··· Brano selezionato
SPIEGEL: Qual'è il Cancelliere che più si è avvicinato a questi criteri?

Loth: Adenauer si piazza certamente al primo posto, tallonato dal Kohl dell'ultimo periodo. Poi metterei Helmut Schmidt e Gerhard Schröder ed infine, staccata di parecchie lunghezze, Angela Merkel.

SPIEGEL: Come mai la Cancelliera è così distante da quei criteri?

Loth: L'elemento concettuale e strategico della Merkel è certamente molto meno pronunciato rispetto a Kohl oppure Adenauer. E con ciò non intendo dire che lei abbia un'idea troppo vaga di come l'Europa dovrebbe essere, ma solo come il suo modo di intendere la politica sia troppo pragmatico. Lo si è potuto osservare bene durante l'eurocrisi. La Cancelliera ha frugato nella nebbia e ha navigato a vista.

SPIEGEL: Helmut Schmidt è stato anche molto pragmatico come Cancelliere.

Loth: Schmidt ha vissuto una conversione molto interessante. Nel 1957 fu una delle poche autorità che si opposero alla ratifica dei trattati di Roma. Proprio per questo motivo, egli non viene ricordato molto volentieri. Negli anni '70 si schierò contro le ambizioni politiche di Willy Brandt e fu per molto tempo critico nei confronti di un'unione monetaria. Nonostante ciò, capì come la moneta unica fosse necessaria, e si adoperò per la sua realizzazione.

SPIEGEL: Ha fiducia che la Cancelliera possa cambiare rotta, proprio come Schmidt?

Loth: Non so se la Merkel sia in grado di superare la sua politica di navigazione a vista. L'attuale dibattito se la Germania debba prendersi più responsabilità nella politica mondiale, mi lascia parecchi dubbi in ogni caso. È significativo che il presidente della Repubblica abbia preso posizione nel dibattito, mentre la Cancelliera tace.

SPIEGEL: Come giudica la capacità della Merkel di guadagnarsi nuovi partner negoziali, come per esempio i francesi?

Loth: Fondamentalmente, la Merkel c'è l'ha dura ad inscenare amicizie politiche, in modo da poterle usare per fini superiori. In riferimento alla Francia, si può rimproverarla solo limitatamente. Il tandem franco-tedesco non sta funzionando soprattutto a causa della debolezza di François Hollande. In ogni caso, alcuni gesti solidali della Merkel nei confronti del presidente francese sarebbero stati di grande aiuto, proprio come Kohl nei confronti di Mitterand o come Schröder nei confronti di Chirac. Ma una cosa del genere non è proprio nelle corde della Cancelliera.

SPIEGEL: Rimane la domanda sulla capacità della politica di spiegare le proprie decisioni al popolo.
······
_Esercizio A_.
Puoi trascrivere fedelmente il passo dell'intervista che comincia dalle parole "SPIEGEL: Qual'è il" e si ferma dopo "navigato a vista."?
_Esercizio B_.
Puoi riscrivere soltanto i record compresi tra la riga che contiene "One point belongs to each instance of the black" e la fine dei record, entrambe incluse, spostando di 49 ogni coordinata nelle risposte e lasciando tutto il resto com'è?
··· Estratti dei dati
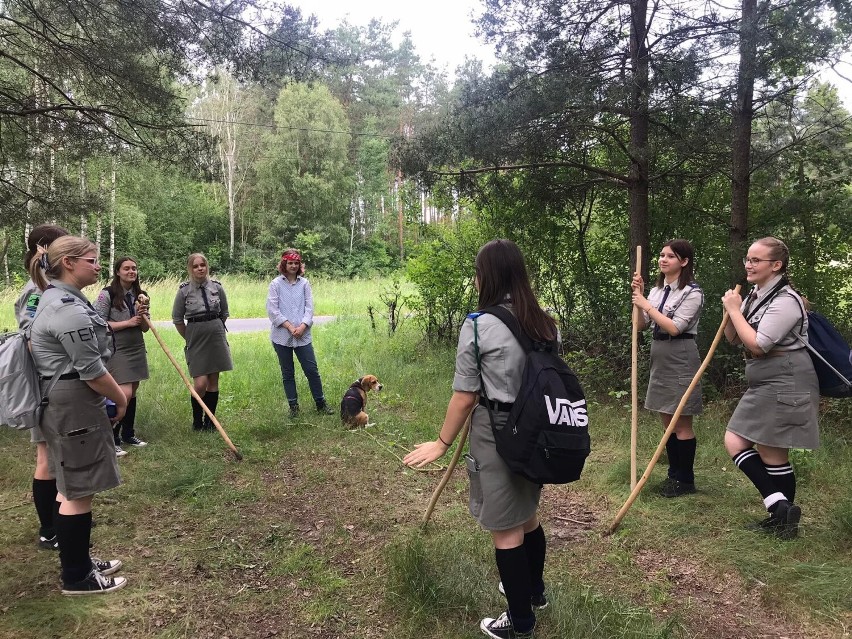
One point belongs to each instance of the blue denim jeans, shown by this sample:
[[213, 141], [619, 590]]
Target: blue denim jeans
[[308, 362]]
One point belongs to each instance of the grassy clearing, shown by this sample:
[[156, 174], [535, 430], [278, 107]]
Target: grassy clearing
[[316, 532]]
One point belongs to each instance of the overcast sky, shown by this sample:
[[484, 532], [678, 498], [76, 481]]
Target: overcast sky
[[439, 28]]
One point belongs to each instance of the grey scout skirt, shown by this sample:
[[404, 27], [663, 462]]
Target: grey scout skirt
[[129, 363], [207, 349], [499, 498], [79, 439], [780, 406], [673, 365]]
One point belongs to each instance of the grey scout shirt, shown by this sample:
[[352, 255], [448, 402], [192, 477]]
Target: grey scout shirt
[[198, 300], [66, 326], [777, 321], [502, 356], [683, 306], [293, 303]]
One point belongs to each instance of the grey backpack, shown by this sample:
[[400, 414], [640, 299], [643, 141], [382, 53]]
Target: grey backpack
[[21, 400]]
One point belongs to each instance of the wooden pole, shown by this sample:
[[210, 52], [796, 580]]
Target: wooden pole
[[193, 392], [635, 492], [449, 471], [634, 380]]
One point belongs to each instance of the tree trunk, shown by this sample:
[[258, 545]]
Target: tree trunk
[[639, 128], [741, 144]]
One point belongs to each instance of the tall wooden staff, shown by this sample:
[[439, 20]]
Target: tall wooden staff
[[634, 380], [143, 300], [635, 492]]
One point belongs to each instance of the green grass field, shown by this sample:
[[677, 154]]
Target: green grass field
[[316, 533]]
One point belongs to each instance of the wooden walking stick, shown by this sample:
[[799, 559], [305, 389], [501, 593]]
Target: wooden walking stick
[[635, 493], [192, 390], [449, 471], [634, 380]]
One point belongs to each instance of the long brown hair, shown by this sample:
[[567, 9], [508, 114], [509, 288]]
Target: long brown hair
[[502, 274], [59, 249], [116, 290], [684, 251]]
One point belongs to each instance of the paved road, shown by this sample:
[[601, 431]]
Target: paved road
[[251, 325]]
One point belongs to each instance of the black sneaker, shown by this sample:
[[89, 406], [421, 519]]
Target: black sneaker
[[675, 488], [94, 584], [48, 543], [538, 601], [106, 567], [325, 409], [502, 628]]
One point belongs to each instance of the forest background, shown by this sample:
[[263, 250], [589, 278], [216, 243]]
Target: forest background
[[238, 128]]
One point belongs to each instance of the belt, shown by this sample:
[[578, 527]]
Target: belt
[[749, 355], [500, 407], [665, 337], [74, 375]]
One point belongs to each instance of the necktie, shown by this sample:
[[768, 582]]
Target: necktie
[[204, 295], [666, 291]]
······
_Risposta completa A_.
SPIEGEL: Qual'è il Cancelliere che più si è avvicinato a questi criteri?

Loth: Adenauer si piazza certamente al primo posto, tallonato dal Kohl dell'ultimo periodo. Poi metterei Helmut Schmidt e Gerhard Schröder ed infine, staccata di parecchie lunghezze, Angela Merkel.

SPIEGEL: Come mai la Cancelliera è così distante da quei criteri?

Loth: L'elemento concettuale e strategico della Merkel è certamente molto meno pronunciato rispetto a Kohl oppure Adenauer. E con ciò non intendo dire che lei abbia un'idea troppo vaga di come l'Europa dovrebbe essere, ma solo come il suo modo di intendere la politica sia troppo pragmatico. Lo si è potuto osservare bene durante l'eurocrisi. La Cancelliera ha frugato nella nebbia e ha navigato a vista.

_Risposta completa B_.
One point belongs to each instance of the black sneaker, shown by this sample:
[[89, 406], [421, 519]]
Target: black sneaker
[[724, 537], [143, 633], [97, 592], [587, 650], [155, 616], [374, 458], [551, 677]]
One point belongs to each instance of the forest background, shown by this sample:
[[263, 250], [589, 278], [216, 243]]
Target: forest background
[[287, 177]]
One point belongs to each instance of the belt, shown by this sample:
[[578, 527]]
Target: belt
[[798, 404], [549, 456], [714, 386], [123, 424]]
One point belongs to each instance of the necktie, shown by this sample:
[[768, 582]]
Target: necktie
[[253, 344], [715, 340]]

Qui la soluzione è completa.